(TASK DIRECTIONS): The entries below are to be copied exactly, with nothing left out.

(Stored dataset items)
•••
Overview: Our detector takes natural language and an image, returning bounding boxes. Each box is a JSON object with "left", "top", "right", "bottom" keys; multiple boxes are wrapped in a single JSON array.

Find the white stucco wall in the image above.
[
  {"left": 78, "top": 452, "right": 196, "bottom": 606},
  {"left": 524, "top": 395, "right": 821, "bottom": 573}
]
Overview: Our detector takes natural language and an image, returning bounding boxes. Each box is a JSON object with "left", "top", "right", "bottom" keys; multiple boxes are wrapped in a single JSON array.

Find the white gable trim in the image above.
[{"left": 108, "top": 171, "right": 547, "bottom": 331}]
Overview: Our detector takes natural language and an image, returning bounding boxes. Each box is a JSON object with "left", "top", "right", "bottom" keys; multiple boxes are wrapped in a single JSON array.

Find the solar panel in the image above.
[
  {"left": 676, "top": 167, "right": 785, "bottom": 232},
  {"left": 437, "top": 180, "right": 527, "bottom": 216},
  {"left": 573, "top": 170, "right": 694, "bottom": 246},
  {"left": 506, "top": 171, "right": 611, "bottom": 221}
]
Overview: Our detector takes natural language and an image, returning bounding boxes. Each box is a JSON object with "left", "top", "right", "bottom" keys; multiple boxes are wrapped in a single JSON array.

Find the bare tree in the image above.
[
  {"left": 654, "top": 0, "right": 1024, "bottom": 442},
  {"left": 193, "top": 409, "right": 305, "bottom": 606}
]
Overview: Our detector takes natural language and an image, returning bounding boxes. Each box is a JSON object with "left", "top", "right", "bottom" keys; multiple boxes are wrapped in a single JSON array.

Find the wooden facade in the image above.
•••
(RESULT OF THIS EXERCISE):
Overview: Our detector takes natural language and an image, returning bounding boxes. Each box is a JSON object with "left", "top", "right", "bottom" keys; multiple boxes are wrapped in a single JSON array.

Find the white stucco wall in the image above.
[
  {"left": 78, "top": 452, "right": 196, "bottom": 606},
  {"left": 524, "top": 395, "right": 821, "bottom": 573}
]
Overview: Our detector takes natural language and an image, returning bounding boxes. Each box is a JSON object with "left", "top", "right", "bottom" keys; multiple boxes are wrapped in a single JSON array.

Find the white gable trim in the image above.
[{"left": 108, "top": 171, "right": 547, "bottom": 331}]
Overview: Our detector takes natural language and an image, returning bounding boxes. Each box is a JSON object with "left", "top", "right", "bottom" keys; multiple boxes are wrapped in a single JSON array.

Find the solar panel in the image above.
[
  {"left": 676, "top": 167, "right": 785, "bottom": 232},
  {"left": 437, "top": 180, "right": 527, "bottom": 216},
  {"left": 573, "top": 170, "right": 694, "bottom": 246},
  {"left": 506, "top": 171, "right": 611, "bottom": 221}
]
Overview: Our detector takes natural language and an image, returning bounding boxes. Each box is a JSON object with "left", "top", "right", "bottom" keys; multiple boxes are wrapped in a single JSON array.

Find the bare tree in the image above.
[
  {"left": 654, "top": 0, "right": 1024, "bottom": 442},
  {"left": 193, "top": 409, "right": 305, "bottom": 606}
]
Overview: Our detector takes natural language and an image, returning bounding boxes. Each box is a JSON object with "left", "top", "right", "bottom" keys; multiple boxes are wrapped in a single JSON array.

Find the wooden facade in the image above.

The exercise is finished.